Please turn the lines of the listing below into a numbered list, starting with the line that contains "the dark grey" and going on through the line that contains "72, 230, 190, 277", with both of those lines included and any blank lines left out.
━━ Material for this task
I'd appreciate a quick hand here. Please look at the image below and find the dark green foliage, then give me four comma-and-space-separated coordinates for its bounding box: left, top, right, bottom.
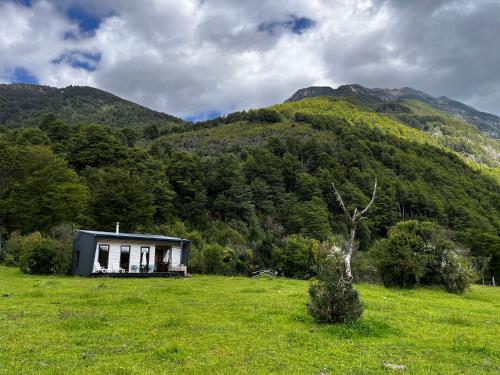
0, 84, 184, 128
85, 168, 172, 231
68, 125, 126, 170
274, 234, 319, 279
0, 92, 500, 284
307, 259, 363, 323
0, 142, 88, 233
0, 231, 24, 266
143, 124, 160, 140
246, 108, 282, 123
19, 233, 71, 275
465, 230, 500, 280
372, 220, 473, 293
167, 151, 207, 224
14, 128, 50, 146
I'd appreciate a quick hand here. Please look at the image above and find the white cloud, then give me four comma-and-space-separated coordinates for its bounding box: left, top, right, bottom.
0, 0, 500, 116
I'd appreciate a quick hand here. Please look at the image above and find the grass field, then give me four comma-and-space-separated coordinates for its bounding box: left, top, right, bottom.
0, 267, 500, 374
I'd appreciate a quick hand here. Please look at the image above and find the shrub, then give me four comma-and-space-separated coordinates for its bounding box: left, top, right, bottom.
371, 220, 474, 293
0, 231, 24, 267
274, 234, 319, 279
247, 108, 282, 123
19, 232, 71, 275
307, 258, 363, 323
203, 244, 234, 275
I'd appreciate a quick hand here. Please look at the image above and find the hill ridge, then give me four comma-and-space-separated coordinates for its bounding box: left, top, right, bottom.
285, 84, 500, 138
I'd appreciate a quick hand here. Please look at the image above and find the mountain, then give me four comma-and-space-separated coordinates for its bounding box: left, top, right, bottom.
0, 87, 500, 274
0, 84, 184, 128
287, 84, 500, 138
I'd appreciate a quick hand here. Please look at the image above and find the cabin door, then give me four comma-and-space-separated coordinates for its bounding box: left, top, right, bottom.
155, 247, 169, 272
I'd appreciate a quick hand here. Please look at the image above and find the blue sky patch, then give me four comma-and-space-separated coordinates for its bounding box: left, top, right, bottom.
52, 50, 102, 72
66, 5, 101, 35
257, 14, 316, 35
11, 66, 38, 85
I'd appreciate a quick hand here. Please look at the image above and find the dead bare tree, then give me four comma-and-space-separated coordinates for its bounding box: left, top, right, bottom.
332, 179, 377, 282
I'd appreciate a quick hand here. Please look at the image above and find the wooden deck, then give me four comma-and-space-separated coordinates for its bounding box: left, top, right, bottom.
91, 271, 185, 278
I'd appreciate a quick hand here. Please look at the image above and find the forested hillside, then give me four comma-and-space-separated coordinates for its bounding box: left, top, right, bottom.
287, 84, 500, 138
0, 84, 183, 128
0, 94, 500, 276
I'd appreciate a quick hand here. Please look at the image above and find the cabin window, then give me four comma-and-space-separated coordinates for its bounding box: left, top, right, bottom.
120, 245, 130, 272
141, 246, 149, 272
98, 245, 109, 268
73, 250, 80, 268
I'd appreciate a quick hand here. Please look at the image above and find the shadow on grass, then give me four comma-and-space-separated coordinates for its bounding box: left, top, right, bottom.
321, 318, 400, 339
58, 310, 109, 331
290, 313, 400, 339
153, 344, 187, 365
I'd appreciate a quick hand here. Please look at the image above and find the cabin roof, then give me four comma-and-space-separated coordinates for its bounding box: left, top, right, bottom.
78, 230, 189, 242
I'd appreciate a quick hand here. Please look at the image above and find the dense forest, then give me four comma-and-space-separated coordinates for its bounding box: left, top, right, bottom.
0, 98, 500, 276
0, 84, 184, 128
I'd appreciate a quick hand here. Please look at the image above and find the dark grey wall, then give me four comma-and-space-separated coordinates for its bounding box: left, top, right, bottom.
71, 232, 97, 276
181, 242, 191, 266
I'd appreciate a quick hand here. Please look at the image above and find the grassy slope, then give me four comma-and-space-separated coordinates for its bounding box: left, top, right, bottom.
0, 268, 500, 374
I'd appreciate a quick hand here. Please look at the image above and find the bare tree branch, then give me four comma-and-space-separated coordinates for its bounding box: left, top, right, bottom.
332, 182, 352, 220
354, 179, 377, 219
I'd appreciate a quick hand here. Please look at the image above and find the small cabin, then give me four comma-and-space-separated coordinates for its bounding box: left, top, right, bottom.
72, 230, 190, 277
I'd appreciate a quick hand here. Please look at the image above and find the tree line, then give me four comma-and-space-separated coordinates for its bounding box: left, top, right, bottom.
0, 110, 500, 277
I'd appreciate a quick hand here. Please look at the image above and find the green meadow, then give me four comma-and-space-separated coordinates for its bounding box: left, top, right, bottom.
0, 267, 500, 374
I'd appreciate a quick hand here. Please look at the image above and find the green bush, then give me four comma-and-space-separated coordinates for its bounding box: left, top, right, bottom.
19, 232, 71, 275
0, 231, 24, 267
371, 220, 474, 293
307, 259, 363, 323
246, 108, 282, 123
273, 234, 319, 279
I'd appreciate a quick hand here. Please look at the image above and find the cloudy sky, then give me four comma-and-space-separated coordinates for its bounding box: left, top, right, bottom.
0, 0, 500, 119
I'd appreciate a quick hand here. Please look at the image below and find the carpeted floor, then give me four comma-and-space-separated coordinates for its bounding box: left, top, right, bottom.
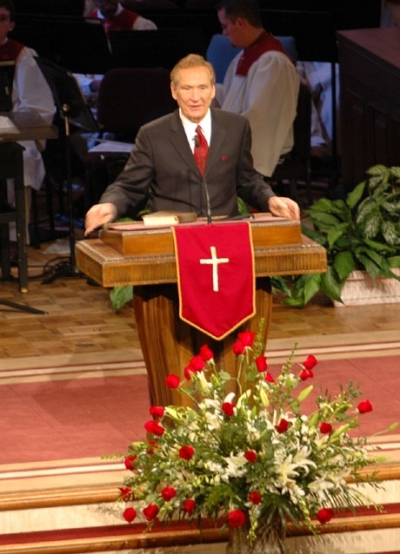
0, 343, 400, 464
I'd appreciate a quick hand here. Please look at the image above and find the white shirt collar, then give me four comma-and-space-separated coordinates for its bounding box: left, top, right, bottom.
179, 108, 211, 151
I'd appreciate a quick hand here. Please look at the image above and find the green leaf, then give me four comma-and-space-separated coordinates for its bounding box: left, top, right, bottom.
382, 221, 399, 246
390, 167, 400, 179
364, 210, 382, 239
297, 385, 314, 402
356, 253, 381, 279
346, 181, 367, 209
110, 285, 133, 312
328, 223, 349, 248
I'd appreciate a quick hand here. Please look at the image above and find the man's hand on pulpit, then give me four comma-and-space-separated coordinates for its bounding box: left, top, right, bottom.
268, 196, 300, 220
85, 202, 117, 237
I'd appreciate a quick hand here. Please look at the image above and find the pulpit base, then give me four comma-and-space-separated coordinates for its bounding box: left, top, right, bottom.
133, 277, 272, 406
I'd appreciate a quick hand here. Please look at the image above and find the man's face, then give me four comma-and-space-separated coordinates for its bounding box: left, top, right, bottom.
0, 8, 14, 44
94, 0, 118, 19
171, 67, 215, 123
218, 8, 244, 47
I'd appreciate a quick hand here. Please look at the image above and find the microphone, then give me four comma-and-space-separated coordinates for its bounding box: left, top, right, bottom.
193, 133, 212, 225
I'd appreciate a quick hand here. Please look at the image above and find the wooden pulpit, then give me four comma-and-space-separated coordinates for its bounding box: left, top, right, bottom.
76, 214, 326, 406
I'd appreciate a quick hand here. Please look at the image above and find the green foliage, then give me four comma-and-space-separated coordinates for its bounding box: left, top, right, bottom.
279, 165, 400, 308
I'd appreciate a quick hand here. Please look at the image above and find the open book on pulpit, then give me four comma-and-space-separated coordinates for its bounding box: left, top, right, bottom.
142, 210, 197, 227
99, 213, 302, 256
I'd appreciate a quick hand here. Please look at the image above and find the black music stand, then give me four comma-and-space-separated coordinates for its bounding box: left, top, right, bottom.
36, 58, 100, 284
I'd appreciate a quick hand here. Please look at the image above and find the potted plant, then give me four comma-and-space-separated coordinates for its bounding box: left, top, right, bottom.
279, 165, 400, 307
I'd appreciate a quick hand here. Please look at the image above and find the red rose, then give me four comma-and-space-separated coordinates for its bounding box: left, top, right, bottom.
256, 356, 267, 373
317, 508, 333, 525
179, 446, 194, 461
221, 402, 235, 417
122, 507, 137, 523
144, 419, 165, 437
226, 510, 246, 527
275, 418, 290, 433
183, 365, 195, 381
357, 400, 372, 414
238, 331, 255, 346
199, 344, 214, 362
147, 441, 158, 456
119, 487, 134, 502
302, 354, 318, 369
149, 406, 165, 417
299, 369, 314, 381
161, 487, 176, 502
319, 421, 332, 435
189, 354, 206, 371
249, 491, 261, 506
165, 373, 181, 389
244, 450, 257, 463
182, 498, 196, 516
143, 504, 160, 521
124, 456, 137, 471
232, 340, 245, 356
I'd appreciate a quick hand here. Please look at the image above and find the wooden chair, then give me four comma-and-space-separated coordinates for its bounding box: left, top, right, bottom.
85, 67, 177, 207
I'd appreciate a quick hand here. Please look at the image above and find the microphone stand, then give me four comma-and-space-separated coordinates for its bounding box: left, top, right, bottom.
193, 133, 212, 225
202, 176, 212, 225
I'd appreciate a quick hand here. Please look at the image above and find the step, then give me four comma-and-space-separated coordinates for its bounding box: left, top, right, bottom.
0, 459, 400, 554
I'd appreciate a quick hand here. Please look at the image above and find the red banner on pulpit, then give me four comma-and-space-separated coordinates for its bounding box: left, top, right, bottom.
173, 222, 255, 340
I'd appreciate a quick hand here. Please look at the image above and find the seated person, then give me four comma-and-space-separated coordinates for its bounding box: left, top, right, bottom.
216, 0, 299, 177
85, 54, 300, 235
0, 0, 55, 244
76, 0, 157, 106
87, 0, 157, 34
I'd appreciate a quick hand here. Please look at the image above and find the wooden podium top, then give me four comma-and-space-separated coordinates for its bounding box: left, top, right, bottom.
75, 216, 326, 287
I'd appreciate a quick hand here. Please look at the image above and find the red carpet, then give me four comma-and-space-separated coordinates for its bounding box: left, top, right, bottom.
0, 356, 400, 464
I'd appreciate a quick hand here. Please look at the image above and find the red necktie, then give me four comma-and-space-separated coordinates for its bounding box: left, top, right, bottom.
194, 125, 208, 175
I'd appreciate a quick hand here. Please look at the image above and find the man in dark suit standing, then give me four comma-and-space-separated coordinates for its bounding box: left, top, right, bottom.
85, 54, 300, 235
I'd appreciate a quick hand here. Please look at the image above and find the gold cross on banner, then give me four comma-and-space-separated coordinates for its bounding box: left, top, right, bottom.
200, 246, 229, 292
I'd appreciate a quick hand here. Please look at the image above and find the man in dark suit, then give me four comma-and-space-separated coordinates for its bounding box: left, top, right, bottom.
85, 54, 299, 235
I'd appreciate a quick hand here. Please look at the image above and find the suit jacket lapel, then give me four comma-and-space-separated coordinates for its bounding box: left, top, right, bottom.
206, 109, 227, 173
169, 110, 199, 173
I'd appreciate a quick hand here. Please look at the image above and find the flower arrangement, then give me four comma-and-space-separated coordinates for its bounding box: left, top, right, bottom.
115, 320, 394, 541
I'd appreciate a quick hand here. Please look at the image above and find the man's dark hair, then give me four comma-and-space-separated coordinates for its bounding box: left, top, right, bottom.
0, 0, 15, 21
215, 0, 263, 27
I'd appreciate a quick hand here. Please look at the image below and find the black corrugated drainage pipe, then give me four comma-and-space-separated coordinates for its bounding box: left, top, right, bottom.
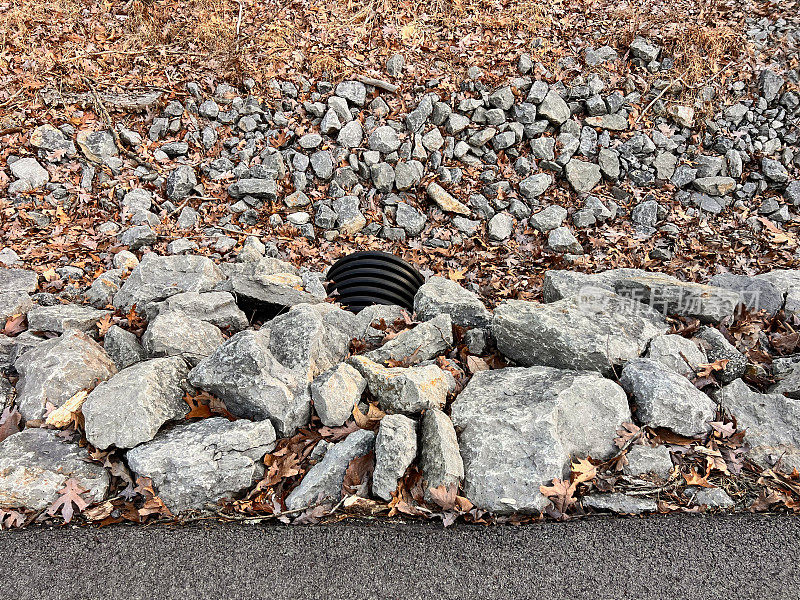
326, 250, 425, 313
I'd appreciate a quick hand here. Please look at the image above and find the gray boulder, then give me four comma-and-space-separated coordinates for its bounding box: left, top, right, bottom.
━━━━
• _Result of this task_:
1. I'd appreciate a quick hand here. Please look at the image above and find the dark grey wall, then give me four comma-and-space-separated coordinates for its bounding box: left, top, right, bottom.
2. 71, 232, 97, 276
3. 181, 242, 191, 266
4. I'd appreciate a quick hand here. Please look at the image above and find the grassy slope, then give me four comma-and-space-separated coordinates for its bounding box: left, top, right, bottom.
5. 0, 268, 500, 374
6. I'd appreciate a quick hand here. Please look at the image above and find the bare tree branch, then give me four comma-and-space-separated coordinates for its bounding box: left, top, right, bottom.
7. 332, 182, 352, 220
8. 354, 179, 377, 219
9. I'd appreciate a quick hand here. Please look at the image above and find the small cabin, then give me four comma-and-space-separated coordinates for its bounding box: left, top, right, bottom.
10. 72, 230, 190, 277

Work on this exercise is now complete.